Your task is to transcribe the material that follows, line by line and exactly.

=== Section Start ===

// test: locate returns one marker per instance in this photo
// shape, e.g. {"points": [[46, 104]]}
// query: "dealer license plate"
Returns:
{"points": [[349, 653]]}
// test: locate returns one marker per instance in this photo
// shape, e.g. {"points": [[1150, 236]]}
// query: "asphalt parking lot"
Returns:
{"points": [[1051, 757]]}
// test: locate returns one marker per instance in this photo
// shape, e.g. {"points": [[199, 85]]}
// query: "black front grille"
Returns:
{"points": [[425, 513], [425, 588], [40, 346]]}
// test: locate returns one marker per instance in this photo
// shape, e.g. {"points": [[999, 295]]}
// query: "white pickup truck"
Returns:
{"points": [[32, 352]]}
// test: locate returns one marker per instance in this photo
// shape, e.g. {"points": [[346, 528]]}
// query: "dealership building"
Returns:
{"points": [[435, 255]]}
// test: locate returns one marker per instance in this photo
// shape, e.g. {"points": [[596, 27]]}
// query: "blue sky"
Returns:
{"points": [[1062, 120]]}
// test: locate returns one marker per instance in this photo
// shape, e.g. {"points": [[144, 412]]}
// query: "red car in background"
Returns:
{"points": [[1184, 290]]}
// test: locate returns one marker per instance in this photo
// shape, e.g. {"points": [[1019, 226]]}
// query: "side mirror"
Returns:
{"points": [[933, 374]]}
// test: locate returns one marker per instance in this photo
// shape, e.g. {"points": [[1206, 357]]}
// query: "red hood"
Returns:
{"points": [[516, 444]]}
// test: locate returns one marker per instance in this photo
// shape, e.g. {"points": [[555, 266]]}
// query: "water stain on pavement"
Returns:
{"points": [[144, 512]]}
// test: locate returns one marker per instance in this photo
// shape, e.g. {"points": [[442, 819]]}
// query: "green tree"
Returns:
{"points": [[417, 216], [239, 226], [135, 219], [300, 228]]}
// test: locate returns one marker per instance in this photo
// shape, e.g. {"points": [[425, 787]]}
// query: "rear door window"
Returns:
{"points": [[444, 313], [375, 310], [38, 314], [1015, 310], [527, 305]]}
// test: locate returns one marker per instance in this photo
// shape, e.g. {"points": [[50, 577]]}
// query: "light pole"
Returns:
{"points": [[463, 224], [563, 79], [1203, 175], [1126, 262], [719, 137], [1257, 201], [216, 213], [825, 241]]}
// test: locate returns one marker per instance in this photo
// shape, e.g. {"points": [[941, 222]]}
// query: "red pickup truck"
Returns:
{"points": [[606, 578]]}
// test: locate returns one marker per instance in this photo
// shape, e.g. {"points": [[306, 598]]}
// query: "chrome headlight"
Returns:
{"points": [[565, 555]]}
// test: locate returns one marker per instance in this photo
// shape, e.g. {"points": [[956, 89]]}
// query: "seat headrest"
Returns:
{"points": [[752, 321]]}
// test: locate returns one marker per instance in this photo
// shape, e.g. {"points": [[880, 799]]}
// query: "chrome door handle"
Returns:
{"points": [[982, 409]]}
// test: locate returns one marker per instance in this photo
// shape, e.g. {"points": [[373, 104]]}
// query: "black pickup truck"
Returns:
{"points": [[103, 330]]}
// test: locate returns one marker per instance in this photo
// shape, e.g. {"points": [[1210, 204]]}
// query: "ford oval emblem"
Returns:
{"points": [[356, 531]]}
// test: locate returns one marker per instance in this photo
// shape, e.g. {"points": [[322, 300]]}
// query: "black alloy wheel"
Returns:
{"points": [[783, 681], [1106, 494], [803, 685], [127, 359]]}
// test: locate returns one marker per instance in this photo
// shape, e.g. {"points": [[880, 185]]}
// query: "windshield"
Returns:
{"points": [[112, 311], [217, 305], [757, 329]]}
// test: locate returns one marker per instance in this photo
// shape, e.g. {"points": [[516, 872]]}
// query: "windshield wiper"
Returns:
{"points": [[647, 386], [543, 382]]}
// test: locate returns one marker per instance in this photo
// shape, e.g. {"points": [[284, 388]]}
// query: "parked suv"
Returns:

=== Section End ===

**Solution for this task:**
// test: locate returns one marker per instance in this photo
// shape, e.g. {"points": [[46, 104]]}
// query: "dealer license plate"
Returns:
{"points": [[349, 653]]}
// test: locate returns one marker per instance in this photo
// shape, e.g. {"points": [[1150, 236]]}
// query: "asphalt parking lot"
Returns:
{"points": [[1051, 757]]}
// test: locate returns one marker per instance in this photo
// shape, e.g. {"points": [[199, 85]]}
// query: "black front grille"
Returns:
{"points": [[425, 513], [425, 588], [40, 346]]}
// test: locate returns one marker per instance in this photo
// shape, e.g. {"points": [[999, 295]]}
// query: "white pickup truck"
Returns:
{"points": [[32, 352]]}
// test: locate returns one marker per instance in this photo
// shape, e.g. {"points": [[346, 528]]}
// query: "dealership building"
Returns:
{"points": [[435, 255]]}
// test: locate returns one marker per instance in this photo
// shape, e.g. {"points": [[596, 27]]}
// query: "blue sky"
Returns:
{"points": [[1062, 120]]}
// test: locate returns one marker per instance in this photo
// shape, e.g. {"points": [[144, 412]]}
// query: "red car in background"
Returns:
{"points": [[1184, 290]]}
// test: locate returns one marker per instance in this photo
// shape, e.g. {"points": [[1019, 226]]}
// query: "side mirror"
Returns:
{"points": [[933, 374]]}
// test: locate returns one marker per instance in this photo
// shape, e.g. {"points": [[1206, 357]]}
// query: "red hood"
Returns:
{"points": [[516, 444]]}
// test: locate returns one marker per instance in this photo
// shape, e.g. {"points": [[555, 266]]}
// query: "water stain on pavement"
Returns:
{"points": [[144, 512]]}
// test: locate returns one marker per instance in this photo
// shape, e.g. {"points": [[442, 819]]}
// query: "green tree"
Returns:
{"points": [[417, 216], [239, 226], [135, 219], [300, 228]]}
// test: locate returns one marker per instance in this photo
// shape, e.g. {"points": [[425, 787]]}
// query: "rear door window"
Returns:
{"points": [[444, 313], [375, 310], [38, 314], [1015, 310], [527, 305]]}
// test: locate returns one marker per instance in this photo
// shape, e.g. {"points": [[50, 577]]}
// query: "light pole"
Returns:
{"points": [[463, 224], [563, 79], [1203, 175], [1126, 262], [719, 137], [1257, 201], [216, 213], [825, 241]]}
// test: locate returns one marker per instance in this photo
// shape, e.g. {"points": [[941, 222]]}
// query: "red pickup truck"
Returns:
{"points": [[606, 578]]}
// test: locate returns one marker per instance in this photo
// shape, e.g. {"points": [[306, 598]]}
// query: "chrome headlight"
Returns:
{"points": [[565, 555]]}
// test: locate returns one marker per instance in this photo
// shape, e.g. {"points": [[956, 89]]}
// query: "seat headrest"
Returns:
{"points": [[752, 321]]}
// test: locate returns one marker per instance in this photo
// shape, e.g. {"points": [[880, 799]]}
// query: "chrome door handle"
Returns:
{"points": [[982, 409]]}
// test: locate returns one marker per instance in this photo
// shape, e.g. {"points": [[373, 104]]}
// query: "black pickup truck"
Returns:
{"points": [[103, 330]]}
// test: locate returns one marker per instance in this photo
// shape, e.g. {"points": [[1210, 204]]}
// query: "ford oval emblem"
Returns:
{"points": [[356, 531]]}
// test: locate returns one marker per instance in this photo
// shape, e.g. {"points": [[322, 300]]}
// query: "black alloy wheel"
Returns:
{"points": [[783, 681], [1106, 494], [803, 685], [127, 359]]}
// test: locate returns one marker per instance in this photo
// shape, e.g. {"points": [[880, 185]]}
// query: "windshield"
Returns:
{"points": [[112, 311], [217, 305], [757, 329]]}
// test: locate returns one marker per instance in this photo
// shape, e.g. {"points": [[516, 872]]}
// query: "windshield wiper"
Returns:
{"points": [[647, 386], [543, 382]]}
// test: locate returns one marker per instance in this photo
// shape, e.g. {"points": [[284, 388]]}
// query: "parked suv"
Returns:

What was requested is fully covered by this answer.